What is expected - Repeat all of the data precisely.
--- Begin Data extract ---
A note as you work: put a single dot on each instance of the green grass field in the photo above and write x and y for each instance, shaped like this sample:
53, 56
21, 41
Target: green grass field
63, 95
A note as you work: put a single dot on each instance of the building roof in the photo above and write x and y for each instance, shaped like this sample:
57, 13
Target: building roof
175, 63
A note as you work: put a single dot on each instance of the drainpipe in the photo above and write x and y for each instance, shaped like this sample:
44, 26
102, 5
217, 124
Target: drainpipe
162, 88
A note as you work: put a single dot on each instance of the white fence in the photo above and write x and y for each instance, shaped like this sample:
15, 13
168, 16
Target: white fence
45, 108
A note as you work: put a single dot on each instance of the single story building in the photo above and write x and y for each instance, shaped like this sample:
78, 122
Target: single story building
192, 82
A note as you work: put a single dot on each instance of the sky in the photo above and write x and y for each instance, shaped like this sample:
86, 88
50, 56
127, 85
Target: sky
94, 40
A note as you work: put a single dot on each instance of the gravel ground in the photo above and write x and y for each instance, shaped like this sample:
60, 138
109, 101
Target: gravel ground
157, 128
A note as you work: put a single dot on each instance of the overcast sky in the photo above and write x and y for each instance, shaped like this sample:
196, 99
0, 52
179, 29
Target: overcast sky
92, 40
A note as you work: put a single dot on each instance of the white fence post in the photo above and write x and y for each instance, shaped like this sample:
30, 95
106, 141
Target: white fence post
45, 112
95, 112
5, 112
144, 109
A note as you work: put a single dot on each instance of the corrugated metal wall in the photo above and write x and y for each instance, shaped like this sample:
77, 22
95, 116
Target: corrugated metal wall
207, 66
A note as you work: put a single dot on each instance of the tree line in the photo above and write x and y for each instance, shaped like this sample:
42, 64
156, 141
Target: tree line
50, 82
--- End Data extract ---
Right answer -
A note as you work: put a single dot on each instance of the green grass field in the photo above and write x and y for each instance, shaped like this sample:
53, 56
21, 41
Target: green grass field
63, 95
A note as you work: put a single dot on each instance of the building roof in the photo above and write x and y for each instance, shaped like this sample:
57, 13
Target: building roof
175, 63
A note as you work: put a single dot on each instance of the drainpipe in the photo above and write x and y for each instance, shaped like this sample:
44, 26
102, 5
217, 124
Target: drainpipe
162, 88
A note as you work: put a single dot on each instance of the white fence in the photo above and write x and y for each instance, shaped like this sample:
15, 13
168, 16
Target: white fence
45, 108
A note as you work: put a single dot on each instance of the single story building in the photo above and write x and y for each instance, shaped like this sample:
78, 122
Target: single story building
192, 82
A note as you work: put a single dot on each instance of the sky in the photo above and write x and y for each instance, shaped like this sample:
86, 88
50, 56
127, 85
Target: sky
94, 40
A note as you work: put a single dot on each instance of the gravel ground in the photo above and write x and y for each instance, shaped like this sample:
60, 138
109, 101
Target: gravel ground
157, 128
A note as you work: put a single dot on each instance of the overcast sky in the photo above and write x and y for each instance, shaped like this sample:
196, 99
0, 52
179, 29
Target: overcast sky
92, 40
A note as you work: put a single dot on each instance of the white fence post in the photo above and write x and y for each instance, shaped like this sample:
30, 95
106, 141
Target: white fence post
45, 112
95, 112
5, 112
144, 109
A note as you work: put a single dot on each instance of the corrugated metal wall in the photo above and write x and y for each instance, shaped like this sample:
77, 22
95, 116
Target: corrugated metal wall
207, 66
A note as you work: put a single dot on each instance of the tree line in the photo above and write x and y for each instance, shaped like this sample:
42, 64
156, 141
Target: tree line
50, 82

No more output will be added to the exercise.